CONSEGNE DELL'ESERCIZIO:
**a)** Risponda alle seguenti domande sul testo riguardante il mondo dell'arte:
(i) Quale opera di Diether Roth è citata come priva di proprietà estetiche?
(ii) Di quale nazionalità è il filosofo George Dickie?
(iii) Che cosa fa, e può fare, il mondo dell'arte?
**b)** Riporti fedelmente il passo del testo riguardante il mondo dell'arte da "Sì, è più o" a "ruota intorno all’arte.".

=== TESTO DATO ===

Gli oggetti artistici e gli oggetti estetici non coincidono o, almeno, non coincidono necessariamente. In altre parole, possiamo benissimo avere opere d’arte che non esibiscono alcuna proprietà estetica e oggetti naturali oppure artefatti non artistici che ne esibiscono moltissime. Spesso un tramonto è bellissimo, mentre opere come Tibidabo di Diether Roth non mostrano nessuna proprietà estetica, a meno di non considerare quel “nervoso” che prende chiunque ascolti l’abbaiare di un cane per ore una proprietà estetica. Perciò sostengo che l’estetica non si occupa necessariamente di opere d’arte, mentre l’arte è il dominio di interesse specifico della filosofia dell’arte.
Parliamo di “mondo dell’arte”. Anziché considerarlo come una vera e propria istituzione appartenente alla nostra realtà sociale, lo intendi piuttosto come un costituente teorico utile a dare stabilità ad alcune posizioni filosofiche sull’arte; tra queste, la teoria istituzionale elaborata dal filosofo americano George Dickie. Qual è la tua posizione in proposito?
Sì, è più o meno così. Anzi, per la verità considero il mondo dell’arte come un costrutto teorico poco utile anche per la fondazione delle teorie istituzionali che, infatti, vengono invalidate proprio dal fatto che scambiano quello che tutt’al più possiamo considerare come una “quasi-istituzione” – il mondo dell’arte – per una istituzione vera e propria. Non è il mondo dell’arte a poterci dire che “cos’è un’opera d’arte”; quello che il mondo dell’arte fa, e può fare, è gestire il mercato che ruota intorno all’arte.
Tuttavia, il ruolo del mondo dell’arte – ai fini del riconoscimento, la condivisione e la fruizione delle opere nella nostra società – è duplice: oltre al mercato, nella sua accezione strettamente economica e istituzionale, vi sono anche una rete di relazioni essenzialmente sociali e comunitarie che contraddistinguono il mondo contemporaneo dell’arte.
Non ho mai inteso ridurre il mondo dell’arte al solo aspetto mercantile anche se, certamente, la componente mercantile oggi è rilevantissima. Se stiamo alla descrizione che George Dickie ha dato del mondo dell’arte – e che mi pare, in prima approssimazione, buona – possiamo dire così: “Il nucleo che compone il mondo dell’arte è un gruppo di persone organizzato in modo lasco, ma legate da una qualche relazione, che include artisti (pittori, scrittori, compositori), produttori, direttori di museo, visitatori di musei, giornalisti culturali, critici che lavorano per ogni sorta di pubblicazione, storici dell’arte, teorici dell’arte, filosofi dell’arte e così via. Queste sono le persone che fanno funzionare il mondo dell’arte e con ciò si occupano di mantenerlo in esistenza. In aggiunta, ciascuna persona che si considera un membro del mondo dell’arte è per questa sola ragione un suo membro”.

=== DATI FORNITI ===

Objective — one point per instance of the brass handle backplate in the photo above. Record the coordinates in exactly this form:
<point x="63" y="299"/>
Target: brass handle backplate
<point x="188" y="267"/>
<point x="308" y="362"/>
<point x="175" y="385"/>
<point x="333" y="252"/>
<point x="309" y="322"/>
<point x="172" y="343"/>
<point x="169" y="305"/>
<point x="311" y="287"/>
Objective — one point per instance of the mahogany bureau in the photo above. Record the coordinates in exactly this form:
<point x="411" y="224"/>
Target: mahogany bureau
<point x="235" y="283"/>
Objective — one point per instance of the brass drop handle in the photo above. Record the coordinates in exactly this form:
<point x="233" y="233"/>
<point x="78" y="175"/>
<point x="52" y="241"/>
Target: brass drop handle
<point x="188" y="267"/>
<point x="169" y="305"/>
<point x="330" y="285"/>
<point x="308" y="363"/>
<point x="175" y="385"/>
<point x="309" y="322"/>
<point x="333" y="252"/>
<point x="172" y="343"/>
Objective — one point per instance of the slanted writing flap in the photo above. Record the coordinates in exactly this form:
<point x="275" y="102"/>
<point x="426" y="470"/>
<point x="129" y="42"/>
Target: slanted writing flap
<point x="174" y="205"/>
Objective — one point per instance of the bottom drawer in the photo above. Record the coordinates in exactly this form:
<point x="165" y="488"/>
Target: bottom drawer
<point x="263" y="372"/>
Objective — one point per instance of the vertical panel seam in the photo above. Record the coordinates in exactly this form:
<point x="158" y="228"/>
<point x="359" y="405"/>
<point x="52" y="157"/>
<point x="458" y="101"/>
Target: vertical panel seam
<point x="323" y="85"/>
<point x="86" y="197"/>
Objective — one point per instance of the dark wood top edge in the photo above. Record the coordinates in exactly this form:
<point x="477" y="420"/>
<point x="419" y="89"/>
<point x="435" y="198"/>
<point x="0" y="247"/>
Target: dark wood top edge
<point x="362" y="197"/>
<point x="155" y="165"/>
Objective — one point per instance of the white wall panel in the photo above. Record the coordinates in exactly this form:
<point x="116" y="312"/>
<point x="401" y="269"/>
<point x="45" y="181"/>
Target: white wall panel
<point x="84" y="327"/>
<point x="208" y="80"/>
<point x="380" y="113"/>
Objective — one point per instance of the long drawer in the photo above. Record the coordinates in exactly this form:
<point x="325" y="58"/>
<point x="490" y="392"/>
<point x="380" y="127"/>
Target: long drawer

===

RISPOSTE ALLE CONSEGNE:
**a)**
(i) Tibidabo.
(ii) Americana.
(iii) Gestisce il mercato che ruota intorno all'arte.

**b)**
Sì, è più o meno così. Anzi, per la verità considero il mondo dell’arte come un costrutto teorico poco utile anche per la fondazione delle teorie istituzionali che, infatti, vengono invalidate proprio dal fatto che scambiano quello che tutt’al più possiamo considerare come una “quasi-istituzione” – il mondo dell’arte – per una istituzione vera e propria. Non è il mondo dell’arte a poterci dire che “cos’è un’opera d’arte”; quello che il mondo dell’arte fa, e può fare, è gestire il mercato che ruota intorno all’arte.